Job: Reproduce every one of the rows below word for word, keeping all their lines in the original order.

[Records of labeled boxes]

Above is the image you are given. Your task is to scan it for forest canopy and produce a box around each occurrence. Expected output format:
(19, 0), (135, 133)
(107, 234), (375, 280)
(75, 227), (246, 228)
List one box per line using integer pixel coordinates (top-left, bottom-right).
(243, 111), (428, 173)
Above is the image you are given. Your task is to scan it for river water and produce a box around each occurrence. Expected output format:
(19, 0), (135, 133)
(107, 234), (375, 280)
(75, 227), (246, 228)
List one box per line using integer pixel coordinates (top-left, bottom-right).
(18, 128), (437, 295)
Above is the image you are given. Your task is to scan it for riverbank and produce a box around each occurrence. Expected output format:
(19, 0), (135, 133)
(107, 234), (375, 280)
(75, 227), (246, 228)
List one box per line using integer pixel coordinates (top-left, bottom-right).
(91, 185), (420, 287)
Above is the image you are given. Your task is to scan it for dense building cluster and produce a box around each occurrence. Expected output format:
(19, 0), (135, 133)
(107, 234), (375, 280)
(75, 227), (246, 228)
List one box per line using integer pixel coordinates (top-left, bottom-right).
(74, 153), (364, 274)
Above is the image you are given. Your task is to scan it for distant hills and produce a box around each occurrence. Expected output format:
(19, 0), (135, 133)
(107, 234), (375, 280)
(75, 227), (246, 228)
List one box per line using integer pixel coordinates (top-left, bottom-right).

Reply to the task:
Above is the image you are given. Your task is to scan it for forest canopy and produce a box around each occurrence. Expected output format:
(19, 0), (135, 133)
(107, 234), (375, 280)
(75, 227), (246, 228)
List one box per line using integer pixel coordinates (top-left, bottom-right).
(243, 111), (428, 173)
Above is the image you are given. Your task is to scan it for river water and produce a box around each occurrence. Expected output format:
(19, 0), (135, 133)
(107, 234), (375, 280)
(75, 227), (246, 228)
List one box per line using integer pixel coordinates (top-left, bottom-right).
(18, 128), (437, 295)
Above is the image you are given. Your task is to scan it for riverbank and produce a box around each occurrence. Expected output format:
(19, 0), (135, 133)
(107, 234), (375, 280)
(75, 227), (246, 228)
List one box per line using integer pixel coordinates (top-left, bottom-right).
(91, 185), (420, 287)
Above is the image you are given. Your task is to scan it for dense building cluster and produce a box around each occurrence. Expected output format:
(19, 0), (135, 133)
(107, 234), (375, 280)
(75, 227), (246, 228)
List one box per line using integer pixel coordinates (top-left, bottom-right).
(74, 153), (364, 274)
Above is the image you are given. Your task is to scan it for distant hills and produce a box around each occurrence. Expected output format:
(19, 0), (135, 133)
(107, 234), (375, 280)
(75, 227), (246, 228)
List one box per line using integer pixel coordinates (top-left, bottom-right).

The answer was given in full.